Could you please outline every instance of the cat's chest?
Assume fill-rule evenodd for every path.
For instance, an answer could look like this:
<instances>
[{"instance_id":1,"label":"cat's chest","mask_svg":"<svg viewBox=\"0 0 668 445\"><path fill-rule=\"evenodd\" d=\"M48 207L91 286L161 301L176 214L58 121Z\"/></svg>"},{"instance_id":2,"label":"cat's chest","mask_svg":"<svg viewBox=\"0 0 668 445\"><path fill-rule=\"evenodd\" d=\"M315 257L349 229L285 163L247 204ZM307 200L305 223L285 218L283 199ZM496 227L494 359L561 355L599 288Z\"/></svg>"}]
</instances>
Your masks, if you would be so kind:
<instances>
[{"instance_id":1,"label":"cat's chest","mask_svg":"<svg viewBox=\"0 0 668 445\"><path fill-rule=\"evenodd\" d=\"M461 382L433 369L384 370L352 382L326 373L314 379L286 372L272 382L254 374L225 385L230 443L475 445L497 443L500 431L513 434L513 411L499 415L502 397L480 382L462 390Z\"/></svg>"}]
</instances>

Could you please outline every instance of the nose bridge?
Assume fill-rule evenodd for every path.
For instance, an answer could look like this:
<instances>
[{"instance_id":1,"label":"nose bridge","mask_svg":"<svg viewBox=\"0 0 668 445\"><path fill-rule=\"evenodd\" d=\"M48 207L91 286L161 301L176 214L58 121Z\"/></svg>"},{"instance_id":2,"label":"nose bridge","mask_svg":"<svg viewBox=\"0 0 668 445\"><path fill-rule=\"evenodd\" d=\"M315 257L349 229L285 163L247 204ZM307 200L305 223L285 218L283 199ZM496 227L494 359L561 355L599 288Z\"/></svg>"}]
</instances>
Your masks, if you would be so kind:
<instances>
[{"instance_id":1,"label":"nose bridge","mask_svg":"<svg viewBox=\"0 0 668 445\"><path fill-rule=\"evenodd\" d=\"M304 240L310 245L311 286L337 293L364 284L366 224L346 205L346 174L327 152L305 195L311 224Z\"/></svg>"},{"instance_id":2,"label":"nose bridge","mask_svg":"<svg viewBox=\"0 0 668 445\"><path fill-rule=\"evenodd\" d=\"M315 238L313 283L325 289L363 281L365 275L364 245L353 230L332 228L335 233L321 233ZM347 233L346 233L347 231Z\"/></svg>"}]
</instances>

^^^^^^^^^^^^^^^^

Set task: Rewrite the lines starting with the one containing "Could you please outline every instance of the nose" and going on through the end of the records, replacing "For instance" with "For example" and leaving everything else unchanged.

Finished task:
Could you please outline every instance of the nose bridge?
Assume fill-rule evenodd for every path.
For example, an answer could look like this:
<instances>
[{"instance_id":1,"label":"nose bridge","mask_svg":"<svg viewBox=\"0 0 668 445\"><path fill-rule=\"evenodd\" d=\"M48 207L91 286L161 301L176 214L58 121Z\"/></svg>"},{"instance_id":2,"label":"nose bridge","mask_svg":"<svg viewBox=\"0 0 668 445\"><path fill-rule=\"evenodd\" d=\"M315 257L349 229L285 163L247 204ZM307 200L305 223L285 218L283 199ZM496 227L494 359L561 355L599 288Z\"/></svg>"}]
</instances>
Your masks, if you would be so kind:
<instances>
[{"instance_id":1,"label":"nose bridge","mask_svg":"<svg viewBox=\"0 0 668 445\"><path fill-rule=\"evenodd\" d=\"M304 240L310 245L311 286L337 293L364 284L366 224L346 205L346 174L327 152L305 195L311 224Z\"/></svg>"},{"instance_id":2,"label":"nose bridge","mask_svg":"<svg viewBox=\"0 0 668 445\"><path fill-rule=\"evenodd\" d=\"M315 238L313 283L325 289L363 281L365 275L364 245L353 230L332 228L335 233L321 233ZM347 233L346 233L347 231Z\"/></svg>"}]
</instances>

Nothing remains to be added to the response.